> Task prompt: Reproduce word for word, from the entries below, the line with "to detect white", the line with "detect blue textured", and every line between them, and nothing more.

>>>>>

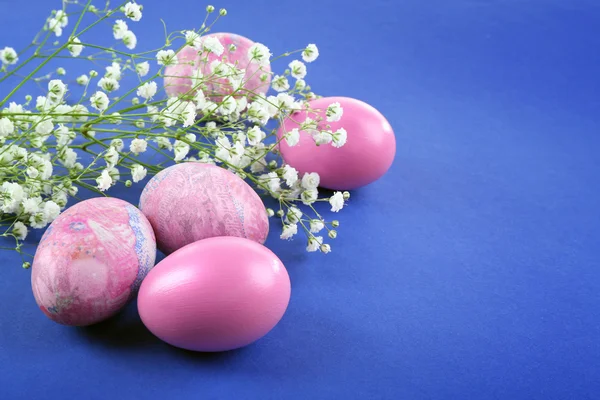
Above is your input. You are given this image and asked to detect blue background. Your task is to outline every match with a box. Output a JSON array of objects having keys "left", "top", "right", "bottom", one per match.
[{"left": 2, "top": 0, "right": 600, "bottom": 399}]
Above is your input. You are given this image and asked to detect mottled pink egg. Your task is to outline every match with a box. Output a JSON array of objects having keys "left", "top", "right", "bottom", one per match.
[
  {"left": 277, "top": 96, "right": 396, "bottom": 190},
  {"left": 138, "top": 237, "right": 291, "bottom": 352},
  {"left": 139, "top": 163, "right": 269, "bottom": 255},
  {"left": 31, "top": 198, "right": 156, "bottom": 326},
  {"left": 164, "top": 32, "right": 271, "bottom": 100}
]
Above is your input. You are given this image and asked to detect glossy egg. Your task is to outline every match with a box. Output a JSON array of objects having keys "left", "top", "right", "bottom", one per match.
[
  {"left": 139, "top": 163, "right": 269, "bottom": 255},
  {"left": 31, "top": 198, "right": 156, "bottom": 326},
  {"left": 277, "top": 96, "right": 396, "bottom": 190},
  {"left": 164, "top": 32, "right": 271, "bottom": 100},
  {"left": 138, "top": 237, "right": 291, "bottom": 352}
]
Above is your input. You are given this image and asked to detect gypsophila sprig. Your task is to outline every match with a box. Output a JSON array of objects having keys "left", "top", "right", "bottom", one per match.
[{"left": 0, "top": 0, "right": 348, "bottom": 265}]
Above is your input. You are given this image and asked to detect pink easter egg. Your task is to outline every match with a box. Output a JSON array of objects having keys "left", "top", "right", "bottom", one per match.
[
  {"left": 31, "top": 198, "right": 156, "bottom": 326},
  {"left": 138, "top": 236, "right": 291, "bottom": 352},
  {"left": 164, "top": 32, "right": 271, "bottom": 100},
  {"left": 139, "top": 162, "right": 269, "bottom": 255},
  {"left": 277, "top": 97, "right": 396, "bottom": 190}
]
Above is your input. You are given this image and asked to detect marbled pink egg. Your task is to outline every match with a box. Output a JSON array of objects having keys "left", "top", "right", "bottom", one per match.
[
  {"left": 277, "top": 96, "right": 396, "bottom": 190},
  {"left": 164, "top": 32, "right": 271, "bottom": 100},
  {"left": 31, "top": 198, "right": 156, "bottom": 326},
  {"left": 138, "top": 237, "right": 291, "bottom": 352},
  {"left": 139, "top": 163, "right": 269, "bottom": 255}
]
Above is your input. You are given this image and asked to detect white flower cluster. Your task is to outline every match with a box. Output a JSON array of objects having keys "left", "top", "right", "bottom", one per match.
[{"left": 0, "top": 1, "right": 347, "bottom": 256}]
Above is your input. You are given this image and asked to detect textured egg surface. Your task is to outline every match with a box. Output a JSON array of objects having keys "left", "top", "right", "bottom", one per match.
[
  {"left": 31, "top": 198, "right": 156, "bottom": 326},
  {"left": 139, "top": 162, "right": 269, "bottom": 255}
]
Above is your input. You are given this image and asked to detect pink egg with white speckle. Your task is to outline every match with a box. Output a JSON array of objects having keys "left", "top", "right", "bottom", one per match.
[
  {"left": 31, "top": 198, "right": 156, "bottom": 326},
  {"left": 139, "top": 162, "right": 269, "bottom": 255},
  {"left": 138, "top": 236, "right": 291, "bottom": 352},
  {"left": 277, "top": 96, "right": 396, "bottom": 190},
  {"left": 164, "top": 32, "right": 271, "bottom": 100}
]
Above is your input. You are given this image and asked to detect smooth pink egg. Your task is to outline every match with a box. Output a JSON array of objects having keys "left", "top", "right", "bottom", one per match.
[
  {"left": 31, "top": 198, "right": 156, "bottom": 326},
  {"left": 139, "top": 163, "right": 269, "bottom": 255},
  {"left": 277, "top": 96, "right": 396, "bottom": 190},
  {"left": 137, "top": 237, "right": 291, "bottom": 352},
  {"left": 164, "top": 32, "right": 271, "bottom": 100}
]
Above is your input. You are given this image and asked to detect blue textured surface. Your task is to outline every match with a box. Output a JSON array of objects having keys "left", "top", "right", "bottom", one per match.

<<<<<
>>>>>

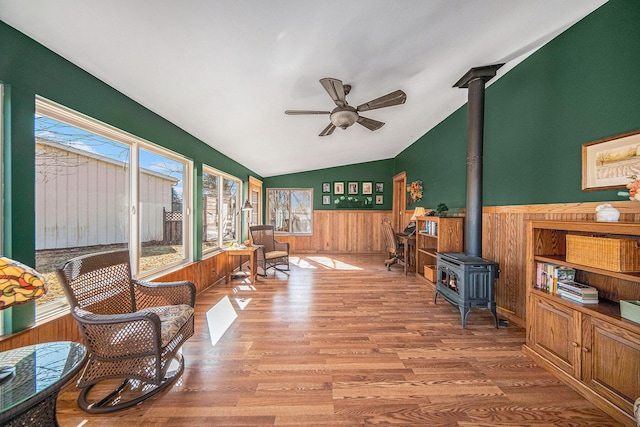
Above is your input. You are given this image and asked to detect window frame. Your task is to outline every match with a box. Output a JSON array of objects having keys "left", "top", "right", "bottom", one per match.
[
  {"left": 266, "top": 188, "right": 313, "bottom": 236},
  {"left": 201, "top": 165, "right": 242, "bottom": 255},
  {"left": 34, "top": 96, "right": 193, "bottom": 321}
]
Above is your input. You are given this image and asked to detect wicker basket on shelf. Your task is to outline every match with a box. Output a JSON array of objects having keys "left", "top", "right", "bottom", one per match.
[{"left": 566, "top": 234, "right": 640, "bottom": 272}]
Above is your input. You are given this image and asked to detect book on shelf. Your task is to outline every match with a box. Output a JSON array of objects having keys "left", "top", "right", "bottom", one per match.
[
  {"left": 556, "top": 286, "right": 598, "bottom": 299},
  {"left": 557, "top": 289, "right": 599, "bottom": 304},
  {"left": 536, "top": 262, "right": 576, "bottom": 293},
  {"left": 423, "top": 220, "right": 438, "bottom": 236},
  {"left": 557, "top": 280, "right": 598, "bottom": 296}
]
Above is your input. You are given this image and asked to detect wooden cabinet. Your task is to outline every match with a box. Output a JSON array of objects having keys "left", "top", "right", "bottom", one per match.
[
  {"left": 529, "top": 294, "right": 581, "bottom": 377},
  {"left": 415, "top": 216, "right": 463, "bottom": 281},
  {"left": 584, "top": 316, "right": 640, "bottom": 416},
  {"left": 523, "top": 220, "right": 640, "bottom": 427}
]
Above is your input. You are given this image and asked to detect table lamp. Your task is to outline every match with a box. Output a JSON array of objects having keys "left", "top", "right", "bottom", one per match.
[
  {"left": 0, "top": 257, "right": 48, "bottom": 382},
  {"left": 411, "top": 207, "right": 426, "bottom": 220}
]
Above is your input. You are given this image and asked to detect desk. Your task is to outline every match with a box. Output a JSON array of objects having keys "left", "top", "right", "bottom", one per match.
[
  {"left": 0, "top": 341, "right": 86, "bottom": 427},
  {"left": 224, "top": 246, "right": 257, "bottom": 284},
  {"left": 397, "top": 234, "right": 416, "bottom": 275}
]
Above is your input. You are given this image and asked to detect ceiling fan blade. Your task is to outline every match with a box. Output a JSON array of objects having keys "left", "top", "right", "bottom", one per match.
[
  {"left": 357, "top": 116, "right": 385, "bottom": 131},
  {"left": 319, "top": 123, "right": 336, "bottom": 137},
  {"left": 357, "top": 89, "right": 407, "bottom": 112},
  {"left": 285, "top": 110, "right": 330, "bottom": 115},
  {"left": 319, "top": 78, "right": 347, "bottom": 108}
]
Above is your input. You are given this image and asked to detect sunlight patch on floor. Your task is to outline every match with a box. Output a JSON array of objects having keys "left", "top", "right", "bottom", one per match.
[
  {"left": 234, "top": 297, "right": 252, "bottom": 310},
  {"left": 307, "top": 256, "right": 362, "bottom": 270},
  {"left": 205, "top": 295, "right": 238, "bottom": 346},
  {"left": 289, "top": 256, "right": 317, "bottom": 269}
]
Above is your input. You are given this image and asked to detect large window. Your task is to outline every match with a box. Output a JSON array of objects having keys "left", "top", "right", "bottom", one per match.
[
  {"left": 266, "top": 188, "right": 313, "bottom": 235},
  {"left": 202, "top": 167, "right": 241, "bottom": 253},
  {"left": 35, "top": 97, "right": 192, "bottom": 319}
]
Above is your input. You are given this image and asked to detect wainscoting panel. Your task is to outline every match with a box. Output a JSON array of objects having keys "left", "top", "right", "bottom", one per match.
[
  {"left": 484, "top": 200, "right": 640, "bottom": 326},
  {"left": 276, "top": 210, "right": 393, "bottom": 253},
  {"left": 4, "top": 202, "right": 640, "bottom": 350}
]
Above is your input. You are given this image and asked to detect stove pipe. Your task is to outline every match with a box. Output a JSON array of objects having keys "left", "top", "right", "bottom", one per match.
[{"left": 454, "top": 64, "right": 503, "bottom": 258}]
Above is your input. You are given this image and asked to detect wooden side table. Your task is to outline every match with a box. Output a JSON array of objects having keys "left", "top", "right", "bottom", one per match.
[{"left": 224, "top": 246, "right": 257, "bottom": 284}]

<<<<<

> Expected answer:
Above is your input. You are given this image and asked to detect white flower cluster. Your task is to outline every match with a box. Output a JSON array of objects having keys "left", "top", "right", "bottom", one per match.
[{"left": 0, "top": 1, "right": 347, "bottom": 256}]
Above is your input. You are given this image and asked to detect textured egg surface. Your task is to outline every match with a box. Output a JSON array of objects having keys "left", "top", "right", "bottom", one per match.
[
  {"left": 31, "top": 198, "right": 156, "bottom": 326},
  {"left": 139, "top": 162, "right": 269, "bottom": 255}
]
Above is your input. You are given this image and asked to detect pink egg with white speckle. Your task is to outline every match with a box. Output a JSON array of objects having keys "left", "top", "right", "bottom", one per match.
[
  {"left": 31, "top": 198, "right": 156, "bottom": 326},
  {"left": 139, "top": 162, "right": 269, "bottom": 255},
  {"left": 138, "top": 236, "right": 291, "bottom": 352},
  {"left": 277, "top": 96, "right": 396, "bottom": 190},
  {"left": 164, "top": 32, "right": 271, "bottom": 100}
]
Above is your input. You are given this image and asked to detect smooth pink egg. Your task is to outline every match with a box. Output a JSON array of objects having keys "left", "top", "right", "bottom", one per match.
[
  {"left": 31, "top": 198, "right": 156, "bottom": 326},
  {"left": 139, "top": 163, "right": 269, "bottom": 255},
  {"left": 277, "top": 96, "right": 396, "bottom": 190},
  {"left": 137, "top": 237, "right": 291, "bottom": 352},
  {"left": 164, "top": 32, "right": 271, "bottom": 100}
]
Above is your input. You are given this image and asked to detect blue textured surface. Your task is to outline every match with a box. Output a JSON array of objects having keys "left", "top", "right", "bottom", one per match.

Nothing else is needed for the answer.